** Work order **
Could you print exactly the lines of the listing below, starting at the line that has "the stone tower spire" and ending at the line that has "the red tiled roof", and only those lines?
[Start of section]
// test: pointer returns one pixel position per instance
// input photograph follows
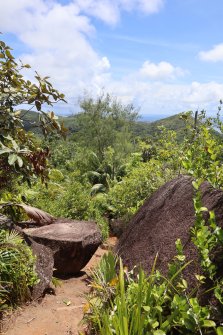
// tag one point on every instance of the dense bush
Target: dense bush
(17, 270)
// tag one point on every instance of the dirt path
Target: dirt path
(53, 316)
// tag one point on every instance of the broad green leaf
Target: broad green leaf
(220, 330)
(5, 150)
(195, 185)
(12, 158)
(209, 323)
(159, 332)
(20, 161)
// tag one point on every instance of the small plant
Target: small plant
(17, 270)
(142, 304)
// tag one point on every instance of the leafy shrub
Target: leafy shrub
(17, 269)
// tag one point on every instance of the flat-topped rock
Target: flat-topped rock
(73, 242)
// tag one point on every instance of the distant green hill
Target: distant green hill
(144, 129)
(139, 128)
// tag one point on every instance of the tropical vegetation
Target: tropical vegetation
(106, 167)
[End of section]
[Start of section]
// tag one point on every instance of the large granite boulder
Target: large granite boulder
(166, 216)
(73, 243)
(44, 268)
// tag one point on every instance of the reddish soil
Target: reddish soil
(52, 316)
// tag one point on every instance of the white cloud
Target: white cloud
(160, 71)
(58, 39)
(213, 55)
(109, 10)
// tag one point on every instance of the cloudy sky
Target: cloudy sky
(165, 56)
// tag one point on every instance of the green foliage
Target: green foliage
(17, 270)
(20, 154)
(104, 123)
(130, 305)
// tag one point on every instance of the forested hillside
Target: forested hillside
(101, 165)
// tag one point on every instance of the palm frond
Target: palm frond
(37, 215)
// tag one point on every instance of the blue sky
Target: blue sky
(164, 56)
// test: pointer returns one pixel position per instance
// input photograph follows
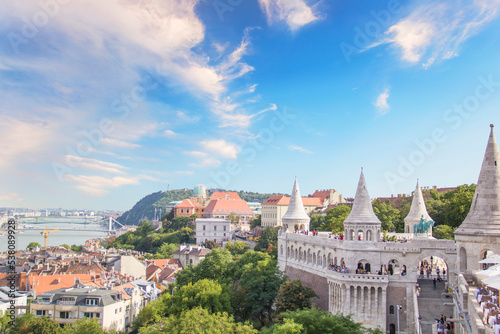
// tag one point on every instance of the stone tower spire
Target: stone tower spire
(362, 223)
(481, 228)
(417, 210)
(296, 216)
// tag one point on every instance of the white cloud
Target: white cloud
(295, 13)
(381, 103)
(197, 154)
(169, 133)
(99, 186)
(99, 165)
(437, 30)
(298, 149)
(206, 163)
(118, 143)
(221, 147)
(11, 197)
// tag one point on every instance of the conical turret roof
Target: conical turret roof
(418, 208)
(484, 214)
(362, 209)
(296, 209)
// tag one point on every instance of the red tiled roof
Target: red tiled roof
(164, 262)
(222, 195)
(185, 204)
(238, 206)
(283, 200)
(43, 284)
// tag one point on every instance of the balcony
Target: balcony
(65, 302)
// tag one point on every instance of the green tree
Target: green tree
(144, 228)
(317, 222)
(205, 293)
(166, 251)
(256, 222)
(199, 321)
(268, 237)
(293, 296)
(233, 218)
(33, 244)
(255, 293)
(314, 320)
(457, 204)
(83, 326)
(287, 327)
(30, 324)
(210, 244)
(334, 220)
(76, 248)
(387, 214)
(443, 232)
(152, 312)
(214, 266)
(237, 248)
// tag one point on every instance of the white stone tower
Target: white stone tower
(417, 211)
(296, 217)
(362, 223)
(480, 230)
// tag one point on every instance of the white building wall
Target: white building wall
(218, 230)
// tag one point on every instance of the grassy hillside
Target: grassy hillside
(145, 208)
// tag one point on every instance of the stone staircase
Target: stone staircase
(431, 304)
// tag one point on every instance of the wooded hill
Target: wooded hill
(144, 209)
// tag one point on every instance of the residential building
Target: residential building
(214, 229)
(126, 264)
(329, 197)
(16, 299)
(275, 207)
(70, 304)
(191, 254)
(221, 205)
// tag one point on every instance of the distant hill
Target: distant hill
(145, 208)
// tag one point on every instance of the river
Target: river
[End of section]
** Response for this exercise **
// tag one point on every instance of the stone tower spire
Target: stone tower spire
(362, 223)
(481, 228)
(417, 210)
(296, 216)
// tag one point on every instance of the white cloud
Target: white cloud
(295, 13)
(381, 103)
(197, 154)
(169, 133)
(99, 186)
(99, 165)
(437, 30)
(298, 149)
(206, 163)
(118, 143)
(221, 147)
(11, 197)
// tag one point on every instance of the conical turret roof
Target: conical turret roof
(418, 208)
(484, 214)
(362, 209)
(296, 209)
// tag one point on every instance of the red tiled roof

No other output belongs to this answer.